December 28, 2025
Don’t Ask Your College Kids What They Learned, Ask Them Why They Learned
Exams are over and college students are home for the holiday break. Parents are certain to ask what they learned this semester. There’s a better question: Why did you learn this semester?
I think this helps students frame individual classes in a larger context of developing critical thinking skills and choosing a career.
On the first day of class, I explain to students that a typical bachelor's degree divides roughly 120 credit hours into three categories of about 40 hours each: broad general education, courses related to your field and deep specialization in your major.
At first glance, you might not see how these different classes fit together, but there's a method to it. College is teaching you to think in a new way.
A college education is designed to change a person's way of knowing, from one based on personal experience to one based on abstract thought and formal reasoning. The ability to think in terms of models — to engage in formal, abstract thought — is one of the great human capabilities, though it requires focused training and practice to develop.
To build a mind that is flexible and can apply reason and data to situations they've yet to experience, college relies on abstract models. A good undergraduate degree is really a focused exposure to scientific modeling. It is developed in three types of classes.
In the physical and social sciences, students learn mathematical models — economics examines how people produce and exchange goods and services; biology studies organic material and models of life; physicists and astronomers explore motion and time. In the humanities, they develop analytical frameworks including literary analysis and criticism applied to visual art, history, poetry, and philosophy. Professional programs teach practical applications: How do you diagnose disease? Conduct a financial audit? Offer defense in a court case? Teach a third-grader to read?
These ways of knowing allow students to engage in critical decision-making in ways that experience alone cannot offer. This ability to apply systematic reasoning to new situations distinguishes educated thinking from learning based solely on personal experience.
The ability to deploy abstract thought allows us to confront novel events through formal modeling, or critical thinking. Without this skill, we cannot advance as a species. Each generation must learn all the lessons from scratch. There is no lasting innovation, no way besides instinct to pass ideas across time or space.
It is popular for critics of American education to argue that students lack critical thinking skills. I haven’t heard a single person making that argument effectively define what they mean by “critical thinking.” Even fewer understand that hard first-year classes in economics, anthropology, chemistry, literary criticism or philosophy are the building blocks of critical thinking.
Ironically, it is just this sort of skill development that education policy across Indiana is sweeping away across our public schools and universities. The rush to finish college early, often by picking up inexpensive undergraduate dual credit classes in high school, waters down the development of critical thinking skills.
Educators, at both K-12 and higher education levels, also hold some blame. Grade inflation, which is ubiquitous in many high schools and college disciplines, robs students of the challenging learning environment they need to master critical thinking skills. As Thucydides wrote, “we should remember that one man is much the same as another, and that he is best who is trained in the severest schools.”
As I look back at my long education and the now more than 30 years as a classroom instructor, I am even more convinced of the utility of those nuisance classes that I didn’t want to take — abnormal psychology, literature of the Bible, physics, calculus and French. It turns out they were the gateway to a whole new way of seeing the world. That was why I was in college.
Note: The views expressed here are solely those of the author, and do not represent those of funders, associations, any entity of Ball State University, or its governing body.

What you have to do:
Please answer these questions from the essay on college learning above, marking each answer with its number:
1. Roughly how many credit hours does a typical bachelor's degree divide into three categories?
2. What does grade inflation rob students of?
3. Which classes does the author name as ones he didn't want to take?

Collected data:
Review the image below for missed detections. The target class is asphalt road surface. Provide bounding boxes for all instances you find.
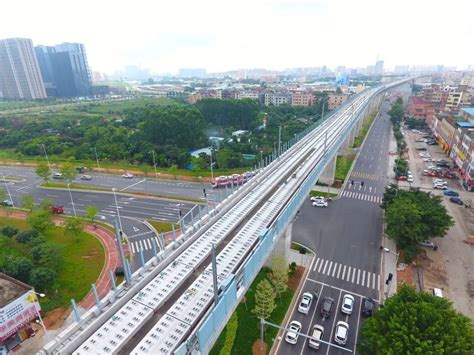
[278,96,390,354]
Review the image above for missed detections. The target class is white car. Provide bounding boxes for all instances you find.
[308,324,324,350]
[334,320,349,345]
[313,200,328,207]
[285,320,301,344]
[341,295,354,314]
[298,292,313,314]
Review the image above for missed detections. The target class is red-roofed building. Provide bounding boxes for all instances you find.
[408,96,434,127]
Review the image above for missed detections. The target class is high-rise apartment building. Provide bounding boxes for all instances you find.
[0,38,46,99]
[35,43,92,97]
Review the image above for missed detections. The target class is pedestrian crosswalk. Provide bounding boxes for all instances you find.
[313,258,380,290]
[351,171,379,180]
[130,237,161,254]
[341,190,382,204]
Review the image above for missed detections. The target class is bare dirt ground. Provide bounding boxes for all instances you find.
[405,130,474,319]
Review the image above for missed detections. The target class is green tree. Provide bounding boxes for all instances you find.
[27,209,54,234]
[271,255,289,300]
[29,267,57,292]
[3,256,33,283]
[252,279,276,319]
[59,163,77,182]
[21,194,35,212]
[64,217,82,239]
[84,205,97,223]
[358,285,474,354]
[35,161,51,183]
[382,189,454,260]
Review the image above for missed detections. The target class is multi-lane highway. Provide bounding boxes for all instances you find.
[278,93,396,354]
[0,167,202,270]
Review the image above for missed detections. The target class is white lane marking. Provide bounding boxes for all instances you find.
[326,261,332,276]
[318,259,324,273]
[313,258,321,271]
[323,260,329,274]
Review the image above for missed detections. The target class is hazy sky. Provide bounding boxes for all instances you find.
[0,0,474,73]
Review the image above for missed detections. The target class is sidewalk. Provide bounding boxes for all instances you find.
[380,128,398,303]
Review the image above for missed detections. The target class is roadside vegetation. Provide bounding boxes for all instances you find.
[381,184,454,262]
[357,285,474,354]
[0,211,104,312]
[0,95,325,176]
[210,257,296,355]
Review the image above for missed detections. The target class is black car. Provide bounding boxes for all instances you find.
[361,298,375,317]
[320,297,334,318]
[449,197,464,206]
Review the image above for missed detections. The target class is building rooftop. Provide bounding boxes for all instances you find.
[0,272,33,308]
[462,107,474,116]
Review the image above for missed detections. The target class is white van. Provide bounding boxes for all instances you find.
[433,287,443,298]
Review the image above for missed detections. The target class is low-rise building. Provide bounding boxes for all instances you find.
[291,91,314,107]
[0,273,41,350]
[328,94,349,110]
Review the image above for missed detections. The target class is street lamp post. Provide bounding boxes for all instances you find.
[209,147,214,180]
[3,175,15,208]
[41,144,51,170]
[151,150,158,178]
[112,187,123,231]
[67,183,77,217]
[94,147,101,173]
[30,290,47,333]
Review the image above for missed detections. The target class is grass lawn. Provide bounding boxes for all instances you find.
[335,155,355,181]
[210,268,294,355]
[0,217,105,312]
[147,219,179,233]
[309,190,337,197]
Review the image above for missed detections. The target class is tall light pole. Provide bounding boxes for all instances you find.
[30,290,47,334]
[94,147,101,173]
[209,147,214,180]
[41,144,51,170]
[151,150,158,178]
[3,175,15,208]
[112,187,123,231]
[67,183,77,217]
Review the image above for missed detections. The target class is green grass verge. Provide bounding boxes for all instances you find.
[0,217,105,312]
[147,219,179,233]
[40,181,204,203]
[334,155,355,181]
[210,268,294,355]
[309,190,337,197]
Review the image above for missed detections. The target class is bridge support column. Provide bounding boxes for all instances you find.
[319,156,336,185]
[265,223,293,268]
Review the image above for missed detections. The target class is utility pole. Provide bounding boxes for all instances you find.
[41,144,51,170]
[278,126,281,158]
[94,147,101,173]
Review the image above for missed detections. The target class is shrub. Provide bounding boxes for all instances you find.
[16,229,38,244]
[0,226,18,238]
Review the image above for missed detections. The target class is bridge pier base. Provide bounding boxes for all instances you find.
[319,154,336,185]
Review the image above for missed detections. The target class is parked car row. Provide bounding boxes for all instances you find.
[285,292,375,349]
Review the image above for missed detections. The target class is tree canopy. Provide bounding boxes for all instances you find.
[358,285,474,355]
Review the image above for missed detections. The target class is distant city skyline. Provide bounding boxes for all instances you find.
[0,0,474,74]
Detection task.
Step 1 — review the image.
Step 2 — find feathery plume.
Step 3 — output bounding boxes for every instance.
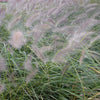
[9,31,26,49]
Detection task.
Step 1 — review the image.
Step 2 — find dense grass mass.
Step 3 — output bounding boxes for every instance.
[0,0,100,100]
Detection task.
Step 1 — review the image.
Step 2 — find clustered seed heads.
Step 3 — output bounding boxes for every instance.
[9,31,26,49]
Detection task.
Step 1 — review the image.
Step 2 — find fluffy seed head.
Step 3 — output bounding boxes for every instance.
[9,31,26,49]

Expected output:
1. About 120 credit hours.
2. The challenging learning environment they need to master critical thinking skills.
3. Abnormal psychology, literature of the Bible, physics, calculus and French.